*Task to carry out*.
Copy the stretch of the data below that begins with the line containing "A warehouse robotic arm needs to pick up the mountain." and ends with the line containing "[0,117,53,202]", including both of those lines, with every character reproduced unchanged.

*Dataset rows*.
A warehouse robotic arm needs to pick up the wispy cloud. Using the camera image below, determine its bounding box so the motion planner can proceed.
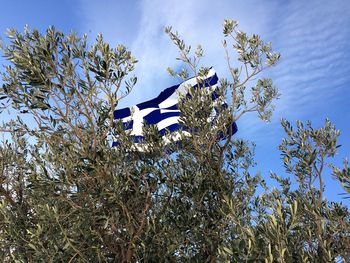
[78,0,350,137]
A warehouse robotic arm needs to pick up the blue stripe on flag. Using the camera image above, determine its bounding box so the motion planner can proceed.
[112,69,237,151]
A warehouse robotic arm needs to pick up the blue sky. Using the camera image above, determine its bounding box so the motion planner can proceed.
[0,0,350,205]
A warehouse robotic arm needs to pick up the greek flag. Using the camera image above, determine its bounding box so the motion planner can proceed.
[112,68,237,150]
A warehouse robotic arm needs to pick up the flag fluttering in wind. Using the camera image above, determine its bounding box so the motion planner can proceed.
[113,68,237,148]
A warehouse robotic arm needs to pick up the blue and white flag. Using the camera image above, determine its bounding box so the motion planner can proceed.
[113,68,237,150]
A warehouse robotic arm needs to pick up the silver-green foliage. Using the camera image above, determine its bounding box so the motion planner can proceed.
[0,20,350,262]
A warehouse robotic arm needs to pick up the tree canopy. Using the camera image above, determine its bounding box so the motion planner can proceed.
[0,20,350,262]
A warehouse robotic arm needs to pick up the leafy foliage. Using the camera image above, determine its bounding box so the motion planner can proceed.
[0,20,350,262]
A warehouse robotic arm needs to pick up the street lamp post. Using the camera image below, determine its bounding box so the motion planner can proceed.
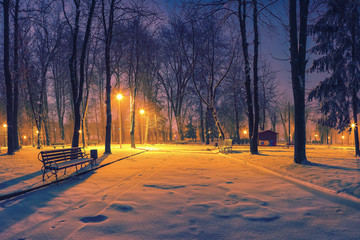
[116,93,123,148]
[3,123,7,147]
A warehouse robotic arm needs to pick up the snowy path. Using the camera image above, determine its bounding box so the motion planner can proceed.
[0,150,360,239]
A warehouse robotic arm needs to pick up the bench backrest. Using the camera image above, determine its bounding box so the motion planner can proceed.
[224,139,232,147]
[38,147,84,165]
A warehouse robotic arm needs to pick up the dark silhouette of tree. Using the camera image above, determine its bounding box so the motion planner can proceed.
[309,0,360,156]
[289,0,309,164]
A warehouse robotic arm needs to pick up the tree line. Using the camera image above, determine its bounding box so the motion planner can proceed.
[1,0,359,163]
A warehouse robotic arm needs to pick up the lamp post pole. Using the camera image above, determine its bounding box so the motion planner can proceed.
[3,123,7,147]
[116,93,123,148]
[139,109,145,144]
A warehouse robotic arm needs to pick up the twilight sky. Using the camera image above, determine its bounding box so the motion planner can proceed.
[159,0,326,102]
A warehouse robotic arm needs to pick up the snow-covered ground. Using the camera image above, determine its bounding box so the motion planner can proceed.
[0,144,360,239]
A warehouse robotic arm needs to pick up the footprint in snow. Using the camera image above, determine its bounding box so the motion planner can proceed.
[110,203,134,212]
[80,214,108,223]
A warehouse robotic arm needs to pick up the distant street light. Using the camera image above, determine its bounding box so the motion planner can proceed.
[116,93,123,148]
[139,109,145,144]
[3,123,7,147]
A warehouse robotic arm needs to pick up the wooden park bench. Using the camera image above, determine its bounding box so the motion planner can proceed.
[51,142,65,148]
[218,139,232,154]
[38,147,96,182]
[286,142,294,148]
[88,140,98,146]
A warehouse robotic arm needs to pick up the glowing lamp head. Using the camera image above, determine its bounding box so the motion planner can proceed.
[116,93,123,100]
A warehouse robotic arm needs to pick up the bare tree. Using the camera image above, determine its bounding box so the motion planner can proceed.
[289,0,310,164]
[62,0,96,147]
[101,0,115,154]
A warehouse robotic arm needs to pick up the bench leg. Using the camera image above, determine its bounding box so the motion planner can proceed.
[55,171,59,186]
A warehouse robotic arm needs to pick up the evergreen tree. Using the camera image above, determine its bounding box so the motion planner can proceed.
[309,0,360,156]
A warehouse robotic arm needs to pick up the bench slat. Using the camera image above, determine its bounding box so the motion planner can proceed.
[46,158,94,170]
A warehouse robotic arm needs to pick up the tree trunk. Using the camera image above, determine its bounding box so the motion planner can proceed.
[233,88,240,144]
[3,0,15,155]
[168,99,172,141]
[13,0,20,151]
[238,0,254,153]
[211,108,225,140]
[199,99,205,142]
[130,92,136,148]
[102,0,115,154]
[351,17,360,157]
[250,0,260,154]
[69,0,95,148]
[205,106,210,145]
[289,0,309,164]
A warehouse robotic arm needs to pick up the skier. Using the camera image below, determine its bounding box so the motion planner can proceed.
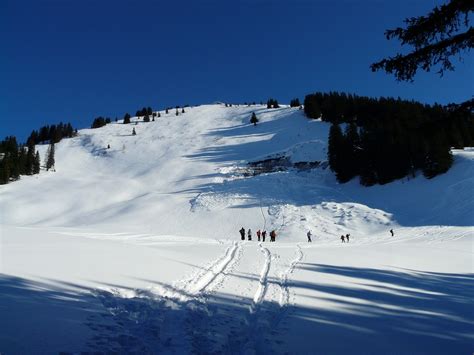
[239,227,245,240]
[270,230,276,242]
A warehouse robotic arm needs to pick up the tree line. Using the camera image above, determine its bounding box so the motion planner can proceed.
[304,92,474,186]
[0,122,73,185]
[0,136,54,185]
[26,122,77,144]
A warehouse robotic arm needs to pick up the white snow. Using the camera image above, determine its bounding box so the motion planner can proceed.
[0,104,474,354]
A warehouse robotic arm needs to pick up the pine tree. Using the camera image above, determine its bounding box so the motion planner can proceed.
[46,143,55,171]
[328,124,344,180]
[25,141,35,175]
[33,151,41,174]
[343,122,361,180]
[0,157,10,185]
[250,112,258,126]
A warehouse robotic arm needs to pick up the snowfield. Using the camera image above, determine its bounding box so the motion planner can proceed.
[0,104,474,354]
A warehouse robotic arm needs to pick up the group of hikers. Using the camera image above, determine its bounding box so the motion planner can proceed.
[239,227,395,243]
[341,233,351,243]
[239,227,276,242]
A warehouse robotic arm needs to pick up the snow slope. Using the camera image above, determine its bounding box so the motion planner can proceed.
[0,104,474,354]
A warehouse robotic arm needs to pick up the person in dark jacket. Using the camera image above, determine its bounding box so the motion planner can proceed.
[270,230,276,242]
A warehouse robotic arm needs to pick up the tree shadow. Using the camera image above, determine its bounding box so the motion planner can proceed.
[0,263,474,354]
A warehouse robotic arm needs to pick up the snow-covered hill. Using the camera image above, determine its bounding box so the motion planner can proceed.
[0,104,474,354]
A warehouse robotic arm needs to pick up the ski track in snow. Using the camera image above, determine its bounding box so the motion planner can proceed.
[88,242,242,354]
[250,243,272,314]
[183,242,240,295]
[279,244,303,308]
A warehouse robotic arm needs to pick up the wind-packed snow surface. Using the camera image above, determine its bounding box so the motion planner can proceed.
[0,104,474,354]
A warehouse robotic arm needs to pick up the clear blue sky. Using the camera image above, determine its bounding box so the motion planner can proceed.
[0,0,474,140]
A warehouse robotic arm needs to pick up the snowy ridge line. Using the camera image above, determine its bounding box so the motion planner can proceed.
[279,244,303,307]
[184,242,239,295]
[250,243,272,314]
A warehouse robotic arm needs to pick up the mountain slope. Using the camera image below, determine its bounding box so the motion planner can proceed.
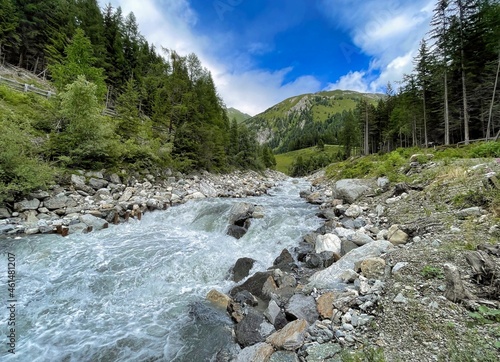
[246,90,384,153]
[227,107,252,123]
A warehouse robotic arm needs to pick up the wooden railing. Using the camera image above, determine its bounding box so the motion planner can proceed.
[0,76,118,117]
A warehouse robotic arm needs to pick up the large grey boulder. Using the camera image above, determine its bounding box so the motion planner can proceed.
[14,199,40,212]
[285,294,319,324]
[78,214,108,231]
[333,179,372,204]
[309,240,394,289]
[234,309,266,347]
[43,195,69,210]
[0,207,10,220]
[232,258,255,283]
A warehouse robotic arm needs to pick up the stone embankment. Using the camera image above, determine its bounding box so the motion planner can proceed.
[207,158,500,362]
[0,171,286,235]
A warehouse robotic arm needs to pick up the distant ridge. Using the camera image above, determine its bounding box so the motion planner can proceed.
[246,90,385,152]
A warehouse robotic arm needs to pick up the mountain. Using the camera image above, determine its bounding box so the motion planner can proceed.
[227,107,252,123]
[245,90,385,153]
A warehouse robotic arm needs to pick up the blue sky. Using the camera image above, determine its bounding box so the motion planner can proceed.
[99,0,435,115]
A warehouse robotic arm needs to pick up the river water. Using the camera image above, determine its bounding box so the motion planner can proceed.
[0,180,320,362]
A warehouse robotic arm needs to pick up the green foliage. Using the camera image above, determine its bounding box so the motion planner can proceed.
[420,265,444,279]
[49,76,119,169]
[50,29,106,99]
[0,117,53,202]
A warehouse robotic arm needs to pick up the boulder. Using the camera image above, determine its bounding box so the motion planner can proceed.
[234,309,265,347]
[306,343,342,362]
[226,225,248,239]
[234,343,274,362]
[266,319,309,351]
[43,195,69,210]
[285,294,319,324]
[229,272,272,301]
[232,258,255,283]
[269,351,300,362]
[340,240,358,256]
[345,205,363,219]
[361,258,385,279]
[89,177,109,190]
[78,214,109,231]
[273,249,296,271]
[316,292,335,319]
[71,174,85,186]
[333,179,371,204]
[347,230,373,246]
[387,225,409,245]
[14,199,40,212]
[315,234,341,254]
[229,202,255,226]
[0,207,10,220]
[309,240,394,289]
[207,289,231,310]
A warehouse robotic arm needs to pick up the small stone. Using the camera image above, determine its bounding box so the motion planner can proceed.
[361,258,385,279]
[316,292,335,319]
[393,293,408,304]
[392,262,408,274]
[207,289,231,310]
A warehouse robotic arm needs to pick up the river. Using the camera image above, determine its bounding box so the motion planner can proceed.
[0,180,320,362]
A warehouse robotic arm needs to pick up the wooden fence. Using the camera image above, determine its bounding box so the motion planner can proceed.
[0,76,118,117]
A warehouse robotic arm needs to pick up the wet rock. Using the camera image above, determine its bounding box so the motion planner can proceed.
[234,309,265,347]
[361,258,385,279]
[333,179,370,204]
[345,205,363,219]
[43,195,69,210]
[78,214,109,231]
[207,289,231,310]
[234,343,274,362]
[285,294,319,324]
[309,240,393,289]
[232,258,255,283]
[387,225,409,245]
[455,207,483,219]
[273,249,296,271]
[266,320,309,351]
[89,177,109,190]
[0,207,10,220]
[233,290,259,307]
[340,240,358,256]
[306,343,342,362]
[229,272,272,301]
[71,174,85,186]
[315,234,341,254]
[14,199,40,212]
[226,225,248,239]
[316,292,335,319]
[348,230,373,246]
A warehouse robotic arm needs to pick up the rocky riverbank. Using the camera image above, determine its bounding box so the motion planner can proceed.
[0,170,286,236]
[207,160,500,362]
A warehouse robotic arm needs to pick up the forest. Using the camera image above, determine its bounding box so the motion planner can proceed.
[344,0,500,154]
[0,0,274,201]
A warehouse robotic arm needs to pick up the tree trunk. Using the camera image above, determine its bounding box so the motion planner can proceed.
[444,69,450,145]
[486,49,500,141]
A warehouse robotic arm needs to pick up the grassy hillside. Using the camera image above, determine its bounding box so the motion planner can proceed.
[275,145,340,174]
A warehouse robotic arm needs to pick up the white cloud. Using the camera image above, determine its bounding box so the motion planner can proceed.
[99,0,321,115]
[216,68,321,115]
[326,71,370,93]
[322,0,434,91]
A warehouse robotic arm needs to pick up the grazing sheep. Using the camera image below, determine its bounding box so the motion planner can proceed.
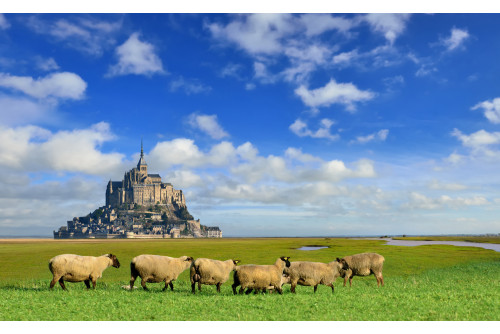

*Answer to the exercise*.
A warehouse robotic arm needs to pick up the mountain. Using the camera image above, determine its bounding box so the motion planner can proceed.
[227,107,252,123]
[245,90,385,153]
A warehouse robotic arm needs to pick up the blue sky. Using the camera image above, determine its bounding box so the motion planner can proceed.
[99,0,435,115]
A warehouse robotic arm needs to pick up the river water. Using the camera image above, determine its bounding box so the motion planner can proceed.
[0,180,320,362]
A warehouse robotic arm needs to pick up the green foliage. Using the camera image above, determine its bounding box so the motion planner can proceed.
[420,265,444,279]
[49,76,119,169]
[50,29,106,99]
[0,117,53,202]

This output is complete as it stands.